What is required —
What you give back must match the records below exactly.

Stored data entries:
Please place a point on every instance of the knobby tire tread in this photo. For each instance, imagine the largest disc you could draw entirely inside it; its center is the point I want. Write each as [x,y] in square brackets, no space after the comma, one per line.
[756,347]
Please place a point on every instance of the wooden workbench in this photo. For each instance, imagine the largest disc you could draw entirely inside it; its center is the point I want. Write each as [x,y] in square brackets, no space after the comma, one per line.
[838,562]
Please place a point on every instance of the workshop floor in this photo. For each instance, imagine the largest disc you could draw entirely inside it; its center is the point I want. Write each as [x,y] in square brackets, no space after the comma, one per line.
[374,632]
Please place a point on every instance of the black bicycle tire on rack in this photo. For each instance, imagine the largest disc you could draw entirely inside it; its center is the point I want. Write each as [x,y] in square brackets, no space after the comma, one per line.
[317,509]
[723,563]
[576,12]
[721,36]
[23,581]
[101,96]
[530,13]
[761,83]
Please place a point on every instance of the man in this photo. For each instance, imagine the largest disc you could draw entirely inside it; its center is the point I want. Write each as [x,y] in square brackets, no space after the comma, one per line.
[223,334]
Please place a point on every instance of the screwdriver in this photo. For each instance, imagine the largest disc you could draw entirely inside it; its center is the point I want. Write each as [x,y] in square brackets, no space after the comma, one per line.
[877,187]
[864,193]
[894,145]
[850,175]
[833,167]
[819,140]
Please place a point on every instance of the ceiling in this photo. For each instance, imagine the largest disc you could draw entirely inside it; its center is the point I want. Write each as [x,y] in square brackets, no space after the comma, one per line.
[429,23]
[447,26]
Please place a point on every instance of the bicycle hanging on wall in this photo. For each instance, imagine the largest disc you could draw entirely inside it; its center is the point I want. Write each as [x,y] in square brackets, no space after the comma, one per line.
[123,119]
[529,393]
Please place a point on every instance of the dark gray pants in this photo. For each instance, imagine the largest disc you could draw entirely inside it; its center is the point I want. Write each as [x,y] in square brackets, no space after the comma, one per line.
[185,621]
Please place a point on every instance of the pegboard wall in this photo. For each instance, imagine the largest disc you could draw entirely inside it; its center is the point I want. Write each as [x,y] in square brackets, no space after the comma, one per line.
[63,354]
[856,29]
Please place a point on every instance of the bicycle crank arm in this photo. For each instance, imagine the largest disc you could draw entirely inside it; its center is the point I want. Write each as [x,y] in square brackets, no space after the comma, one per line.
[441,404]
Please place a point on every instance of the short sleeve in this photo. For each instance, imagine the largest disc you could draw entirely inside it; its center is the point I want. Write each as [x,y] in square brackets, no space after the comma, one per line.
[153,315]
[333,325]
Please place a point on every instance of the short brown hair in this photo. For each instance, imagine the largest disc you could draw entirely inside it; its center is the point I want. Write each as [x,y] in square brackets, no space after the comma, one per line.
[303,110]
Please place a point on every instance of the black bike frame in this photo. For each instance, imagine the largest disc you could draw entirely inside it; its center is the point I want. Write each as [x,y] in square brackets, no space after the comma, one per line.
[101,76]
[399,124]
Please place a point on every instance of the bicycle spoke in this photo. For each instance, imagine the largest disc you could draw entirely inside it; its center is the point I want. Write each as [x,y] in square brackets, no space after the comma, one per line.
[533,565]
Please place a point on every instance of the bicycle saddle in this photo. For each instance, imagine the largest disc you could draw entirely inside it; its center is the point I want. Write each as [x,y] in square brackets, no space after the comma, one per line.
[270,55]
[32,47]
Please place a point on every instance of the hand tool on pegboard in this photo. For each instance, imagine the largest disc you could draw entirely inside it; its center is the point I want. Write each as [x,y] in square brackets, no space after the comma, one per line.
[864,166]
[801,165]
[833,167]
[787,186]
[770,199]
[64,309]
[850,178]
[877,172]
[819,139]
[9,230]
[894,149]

Result of the task —
Please place a point on every instance of the knobby tire tread in this photo. For each instance, imagine the largest disc you could draw entirely inside it; its center is the point I want. Write each as [x,y] in square brackets, no space after the comma, one per line.
[756,347]
Please place a point on every instance of the wooden workbench in this photo. For each instance, imagine the largest disc you could draw entirely inside it; its center is the point I want. Write each as [x,y] in square brackets, no space after the comma, one per line.
[838,562]
Please place a point on every instance of the workshop floor in this photo. For each instance, imagine the largest disc you could draw entirely inside it; its center is the point I want. Write each as [x,y] in square brackets, no space after the comma, one per line.
[374,632]
Please place a point on every instance of the black bicycle tire on rack in this photo. For each instance, imagine the largest disc you could draw entirely inside it; its center is the point I want. Write each as [x,y] in square brackets, no space after the comma, one per line.
[317,509]
[723,563]
[576,12]
[721,36]
[23,581]
[101,96]
[530,13]
[761,83]
Please place a point on every instance of the man in this photo. For each instance, imagine the largest disc you could draw entirely inside it; its center is the point I want. Write each as [x,y] in square brackets, no space after the comma, one per line.
[223,334]
Please place a point on every instance of the screwdriver in this photo. For each instance, imagine the largest disc you could draw entirely inside it; its center is the point I want. Write each as [x,y] in square brackets, no space after the comma, one per line.
[877,187]
[864,193]
[894,145]
[850,175]
[833,167]
[819,140]
Please place a point on every instance of the ceiling in this photo. For each instance, imagine the largest disc you could draw entirely inside it; its center is the point I want. Write each as [x,y] in square brackets, no space after the comma, one per line.
[429,23]
[447,26]
Please place a point on every instance of the bicycle hanging on wall in this photo. For each instance, imagine the largest disc you could draw entirely inside it; its center is the point I want. Write each as [x,y] in square brackets, no space after the comma, one per line.
[123,119]
[529,393]
Please place a point on every instance of the dark gray pants in this photo. For each instance, imagine the largest disc you could draw entirely inside it; its center is the point I want. Write each as [x,y] in square brackets, no space after the comma, one per line.
[185,621]
Please place a point on every instance of the pegboard wall in this photo. For each instance, imagine the largest disc you could draw entirely inside it; its center is the point I want. Write each as [x,y] in square brackets, no space after the comma, one per line.
[63,354]
[856,29]
Please place a point on every instance of the bicycle crank arm in this photo. For each instance, imagine the largest disc you could draw entirely inside it; its center is the point I want. Write each as [x,y] in square brackets, no space after the comma, one per line.
[441,404]
Please place a point on every instance of the short sleeve in this photo. For each instance, imagine the largest disc you could draw entirely inside it; its center is the point I want. Write each as [x,y] in square brackets, no space after the comma, one per line.
[153,315]
[333,325]
Please place a point on every instance of the short brown hair in this photo. For each instance, imagine the largest disc you could draw entirely inside it; its center is the point I want. Write each as [x,y] in square brackets, no space after the comma, one per line.
[303,110]
Please place a point on every instance of the black bike frame in this photo. For each instance, imagine the largest disc you could draw entirely inside it; its center is the point I want. Write each as [x,y] in square brackets, no space after the comma, one per line.
[101,76]
[399,124]
Please place a point on every instance of the bicycle spoke in this photo. For each instance, imagine the largest disc you could draw entirely inside it; its center is the point I want. Write each as [x,y] in square brackets, no space after the comma, one per line.
[533,565]
Please place a point on every instance of the bicycle saddle in this photo. For each instance, imagine the largest disc you could draw entirely inside it; its center is the point I want. Write each as [x,y] in square brackets, no space after the comma, one per line.
[270,55]
[32,47]
Please place a point on every instance of the hand tool on pegboard in this photo. For each instance, imagine the largest disc you could draw entirely inside it; its center is the point I want. Write each as [x,y] in square brackets, no space after the comma, one per line.
[864,166]
[801,165]
[833,167]
[787,186]
[770,199]
[64,309]
[850,178]
[877,172]
[819,139]
[9,230]
[894,149]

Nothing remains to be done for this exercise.